◆ **WHAT THIS TASK INVOLVES**
Start at the line with "Target: sugar-coated gumdrop" in the records below, stop at the line with "Where can the lollipop", and return every line in that span exactly, the two end lines included.

◆ **DATA EXTRACT**
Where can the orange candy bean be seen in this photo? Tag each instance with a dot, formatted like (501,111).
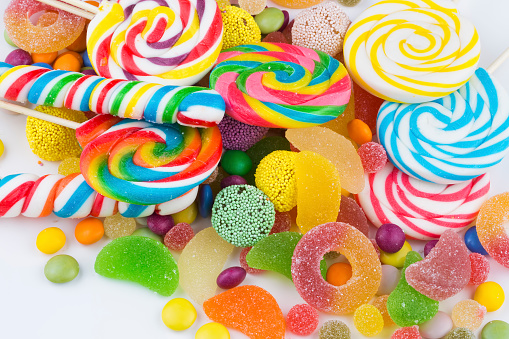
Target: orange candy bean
(359,131)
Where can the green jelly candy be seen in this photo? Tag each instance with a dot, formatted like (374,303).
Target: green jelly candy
(275,253)
(61,269)
(405,305)
(139,259)
(461,333)
(270,20)
(236,162)
(260,150)
(496,329)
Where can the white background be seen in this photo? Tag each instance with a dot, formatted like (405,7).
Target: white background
(95,307)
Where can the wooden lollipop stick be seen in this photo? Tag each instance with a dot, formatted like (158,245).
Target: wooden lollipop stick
(39,115)
(69,8)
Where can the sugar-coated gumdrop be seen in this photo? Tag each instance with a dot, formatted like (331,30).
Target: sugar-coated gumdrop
(302,319)
(496,329)
(178,236)
(366,268)
(248,309)
(117,226)
(390,279)
(406,306)
(318,190)
(334,147)
(351,213)
(139,259)
(275,252)
(243,262)
(490,295)
(282,223)
(438,327)
(334,329)
(411,332)
(469,314)
(390,238)
(178,314)
(445,271)
(480,269)
(242,215)
(491,220)
(201,262)
(368,320)
(366,106)
(212,331)
(381,304)
(373,157)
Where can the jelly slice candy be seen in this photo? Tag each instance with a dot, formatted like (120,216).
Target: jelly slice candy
(366,268)
(318,190)
(201,262)
(406,306)
(248,309)
(445,271)
(139,259)
(334,147)
(275,252)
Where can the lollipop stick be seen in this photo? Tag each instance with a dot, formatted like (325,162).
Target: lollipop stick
(39,115)
(68,8)
(499,61)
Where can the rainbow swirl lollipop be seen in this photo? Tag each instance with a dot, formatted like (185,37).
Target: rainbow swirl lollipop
(411,51)
(146,164)
(162,41)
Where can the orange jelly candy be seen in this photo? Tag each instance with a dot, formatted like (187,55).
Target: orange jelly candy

◆ **YOUR SOLUTION**
Target: sugar-coated gumdrop
(302,319)
(496,329)
(178,236)
(366,268)
(248,309)
(117,226)
(390,279)
(406,306)
(318,190)
(334,147)
(351,213)
(139,259)
(275,252)
(243,262)
(490,295)
(282,223)
(438,327)
(334,329)
(411,332)
(469,314)
(390,238)
(178,314)
(445,271)
(480,269)
(242,215)
(491,220)
(201,262)
(368,320)
(366,106)
(212,331)
(381,304)
(373,157)
Where can the jelly slice candy be seen in this photo? Tag each instance with a dot, formatted like (120,216).
Target: jelly slice candy
(366,268)
(318,190)
(201,262)
(406,306)
(248,309)
(445,271)
(139,259)
(334,147)
(275,252)
Where can the lollipop stick be seen in this photo? Tag each instance with a dot, formatted like (325,162).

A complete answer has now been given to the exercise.